* [Work request] Please give again, word for word, each line that falls between the line with "Place one point per instance of the white rose." and the end of the data, inclusive.

Source data:
========================
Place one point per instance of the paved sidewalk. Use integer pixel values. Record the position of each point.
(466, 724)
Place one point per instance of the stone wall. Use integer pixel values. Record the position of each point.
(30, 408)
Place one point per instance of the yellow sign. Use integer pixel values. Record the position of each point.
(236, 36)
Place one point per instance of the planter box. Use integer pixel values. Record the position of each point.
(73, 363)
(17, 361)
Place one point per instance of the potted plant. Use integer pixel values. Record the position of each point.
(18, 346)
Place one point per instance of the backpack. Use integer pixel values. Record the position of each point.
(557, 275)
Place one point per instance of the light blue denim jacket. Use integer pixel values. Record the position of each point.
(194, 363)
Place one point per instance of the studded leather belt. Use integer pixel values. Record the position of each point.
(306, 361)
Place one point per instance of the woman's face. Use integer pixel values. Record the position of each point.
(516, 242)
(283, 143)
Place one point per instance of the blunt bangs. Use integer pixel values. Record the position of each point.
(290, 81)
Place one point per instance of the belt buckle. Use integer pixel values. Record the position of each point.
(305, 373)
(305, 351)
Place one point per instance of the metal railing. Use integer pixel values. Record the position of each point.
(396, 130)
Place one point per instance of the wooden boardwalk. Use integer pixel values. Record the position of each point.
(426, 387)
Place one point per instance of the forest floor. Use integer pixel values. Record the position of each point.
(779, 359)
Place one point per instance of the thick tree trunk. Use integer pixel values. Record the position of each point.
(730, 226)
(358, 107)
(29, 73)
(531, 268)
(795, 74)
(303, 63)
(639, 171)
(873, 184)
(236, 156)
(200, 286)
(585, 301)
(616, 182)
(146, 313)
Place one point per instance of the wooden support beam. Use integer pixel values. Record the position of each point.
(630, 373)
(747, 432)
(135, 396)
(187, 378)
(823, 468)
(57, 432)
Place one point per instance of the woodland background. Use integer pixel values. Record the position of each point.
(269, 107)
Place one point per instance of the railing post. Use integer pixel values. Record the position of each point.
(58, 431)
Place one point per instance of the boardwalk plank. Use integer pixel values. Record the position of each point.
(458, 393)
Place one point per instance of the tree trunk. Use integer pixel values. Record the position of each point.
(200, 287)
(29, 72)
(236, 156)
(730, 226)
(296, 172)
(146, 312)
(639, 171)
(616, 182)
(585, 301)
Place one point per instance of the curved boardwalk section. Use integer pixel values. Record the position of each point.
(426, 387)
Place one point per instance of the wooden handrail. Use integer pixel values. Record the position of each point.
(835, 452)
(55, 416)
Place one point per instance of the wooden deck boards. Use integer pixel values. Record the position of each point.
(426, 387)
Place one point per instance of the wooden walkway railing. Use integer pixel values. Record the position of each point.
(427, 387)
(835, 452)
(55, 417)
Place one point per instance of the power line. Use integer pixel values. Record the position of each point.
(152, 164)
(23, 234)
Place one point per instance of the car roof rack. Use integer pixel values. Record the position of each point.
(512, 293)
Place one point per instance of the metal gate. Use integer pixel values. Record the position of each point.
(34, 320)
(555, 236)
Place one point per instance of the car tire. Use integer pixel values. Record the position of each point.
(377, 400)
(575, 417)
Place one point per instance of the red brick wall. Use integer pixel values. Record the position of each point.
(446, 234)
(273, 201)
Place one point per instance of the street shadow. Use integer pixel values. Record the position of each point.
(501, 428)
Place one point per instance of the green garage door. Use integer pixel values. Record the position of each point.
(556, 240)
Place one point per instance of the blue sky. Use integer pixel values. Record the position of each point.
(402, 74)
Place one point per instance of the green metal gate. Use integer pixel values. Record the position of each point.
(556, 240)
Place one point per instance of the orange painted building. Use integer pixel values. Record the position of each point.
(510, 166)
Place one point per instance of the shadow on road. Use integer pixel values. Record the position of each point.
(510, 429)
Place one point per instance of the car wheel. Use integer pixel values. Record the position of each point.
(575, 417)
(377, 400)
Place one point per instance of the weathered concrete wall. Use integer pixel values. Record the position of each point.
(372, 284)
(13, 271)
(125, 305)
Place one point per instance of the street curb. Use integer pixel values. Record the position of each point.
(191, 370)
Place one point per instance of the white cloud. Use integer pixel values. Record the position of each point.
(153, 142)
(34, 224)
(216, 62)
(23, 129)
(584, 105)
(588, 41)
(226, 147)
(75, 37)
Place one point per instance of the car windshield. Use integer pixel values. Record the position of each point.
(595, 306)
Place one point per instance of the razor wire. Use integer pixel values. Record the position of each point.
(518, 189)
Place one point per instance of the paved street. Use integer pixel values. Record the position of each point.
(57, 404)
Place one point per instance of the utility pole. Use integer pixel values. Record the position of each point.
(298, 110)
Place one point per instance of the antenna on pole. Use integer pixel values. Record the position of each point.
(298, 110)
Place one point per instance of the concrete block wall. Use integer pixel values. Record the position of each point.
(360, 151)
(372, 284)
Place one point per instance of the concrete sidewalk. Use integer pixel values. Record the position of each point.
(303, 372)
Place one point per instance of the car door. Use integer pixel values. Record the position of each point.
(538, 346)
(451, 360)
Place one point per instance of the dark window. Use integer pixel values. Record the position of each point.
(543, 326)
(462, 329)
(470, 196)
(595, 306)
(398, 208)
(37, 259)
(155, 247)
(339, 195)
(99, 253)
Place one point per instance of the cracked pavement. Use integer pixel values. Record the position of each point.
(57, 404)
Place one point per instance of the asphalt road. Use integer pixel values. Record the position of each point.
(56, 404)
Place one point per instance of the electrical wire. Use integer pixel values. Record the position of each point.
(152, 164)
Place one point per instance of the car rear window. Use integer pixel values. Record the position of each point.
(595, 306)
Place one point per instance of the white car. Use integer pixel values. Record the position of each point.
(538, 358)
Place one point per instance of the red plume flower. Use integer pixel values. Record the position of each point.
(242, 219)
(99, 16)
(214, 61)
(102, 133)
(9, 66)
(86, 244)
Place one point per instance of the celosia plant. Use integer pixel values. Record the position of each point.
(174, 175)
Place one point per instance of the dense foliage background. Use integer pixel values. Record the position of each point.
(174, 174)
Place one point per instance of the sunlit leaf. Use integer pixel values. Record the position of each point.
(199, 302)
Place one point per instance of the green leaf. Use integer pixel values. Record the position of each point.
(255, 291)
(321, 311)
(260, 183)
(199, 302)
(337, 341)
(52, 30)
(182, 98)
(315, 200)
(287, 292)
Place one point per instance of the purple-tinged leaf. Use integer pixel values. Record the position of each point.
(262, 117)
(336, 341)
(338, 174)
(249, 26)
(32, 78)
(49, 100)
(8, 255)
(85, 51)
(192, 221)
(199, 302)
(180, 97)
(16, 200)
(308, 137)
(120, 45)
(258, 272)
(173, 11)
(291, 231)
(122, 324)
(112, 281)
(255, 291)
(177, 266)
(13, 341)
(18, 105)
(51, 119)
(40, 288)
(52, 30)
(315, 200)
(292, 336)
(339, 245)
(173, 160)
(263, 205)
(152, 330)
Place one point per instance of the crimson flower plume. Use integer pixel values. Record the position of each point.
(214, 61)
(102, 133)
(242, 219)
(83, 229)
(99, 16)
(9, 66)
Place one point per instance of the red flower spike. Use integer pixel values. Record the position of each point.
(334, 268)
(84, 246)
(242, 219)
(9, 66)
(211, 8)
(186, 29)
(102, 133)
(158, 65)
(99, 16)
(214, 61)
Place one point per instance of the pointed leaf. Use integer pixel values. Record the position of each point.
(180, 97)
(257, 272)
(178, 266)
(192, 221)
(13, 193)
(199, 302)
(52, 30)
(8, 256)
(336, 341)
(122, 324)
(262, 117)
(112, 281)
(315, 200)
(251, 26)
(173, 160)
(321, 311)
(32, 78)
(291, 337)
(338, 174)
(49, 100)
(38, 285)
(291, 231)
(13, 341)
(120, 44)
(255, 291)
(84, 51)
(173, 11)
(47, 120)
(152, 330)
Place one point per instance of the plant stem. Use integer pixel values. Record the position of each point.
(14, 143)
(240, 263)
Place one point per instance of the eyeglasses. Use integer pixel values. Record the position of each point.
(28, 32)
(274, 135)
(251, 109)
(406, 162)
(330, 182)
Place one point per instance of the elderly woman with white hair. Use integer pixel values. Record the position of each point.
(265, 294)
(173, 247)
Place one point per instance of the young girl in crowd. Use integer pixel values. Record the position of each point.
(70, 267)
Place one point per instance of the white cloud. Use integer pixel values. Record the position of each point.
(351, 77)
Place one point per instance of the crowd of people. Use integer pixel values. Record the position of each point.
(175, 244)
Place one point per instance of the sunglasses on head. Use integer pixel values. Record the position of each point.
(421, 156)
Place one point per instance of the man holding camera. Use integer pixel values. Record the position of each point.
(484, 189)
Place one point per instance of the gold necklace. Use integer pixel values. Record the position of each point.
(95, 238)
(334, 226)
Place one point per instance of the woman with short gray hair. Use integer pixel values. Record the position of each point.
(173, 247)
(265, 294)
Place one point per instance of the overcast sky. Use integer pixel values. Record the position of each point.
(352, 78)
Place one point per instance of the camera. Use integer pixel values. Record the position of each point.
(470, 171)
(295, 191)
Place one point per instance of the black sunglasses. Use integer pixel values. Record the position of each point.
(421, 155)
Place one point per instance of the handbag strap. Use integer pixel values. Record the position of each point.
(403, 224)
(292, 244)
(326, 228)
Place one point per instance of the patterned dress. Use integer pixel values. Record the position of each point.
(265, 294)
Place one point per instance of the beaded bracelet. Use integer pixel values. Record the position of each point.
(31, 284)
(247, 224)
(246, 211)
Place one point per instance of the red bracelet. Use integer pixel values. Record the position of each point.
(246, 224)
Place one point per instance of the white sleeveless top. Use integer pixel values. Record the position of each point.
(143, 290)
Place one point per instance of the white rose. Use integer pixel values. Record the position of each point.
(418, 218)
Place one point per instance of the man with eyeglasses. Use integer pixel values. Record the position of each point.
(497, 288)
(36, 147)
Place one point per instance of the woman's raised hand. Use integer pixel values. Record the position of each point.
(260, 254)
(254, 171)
========================
* [Answer to this exercise]
Place one point per instance of the white rose. Use integer pixel values. Record the position of each point.
(418, 218)
Place one point per instance of the man with eyeglasses. Use integer pixel values. Record the position of each point.
(497, 288)
(36, 147)
Place one point per instance of the woman's raised hand. Use integer pixel values. Record the position of each point.
(260, 254)
(254, 171)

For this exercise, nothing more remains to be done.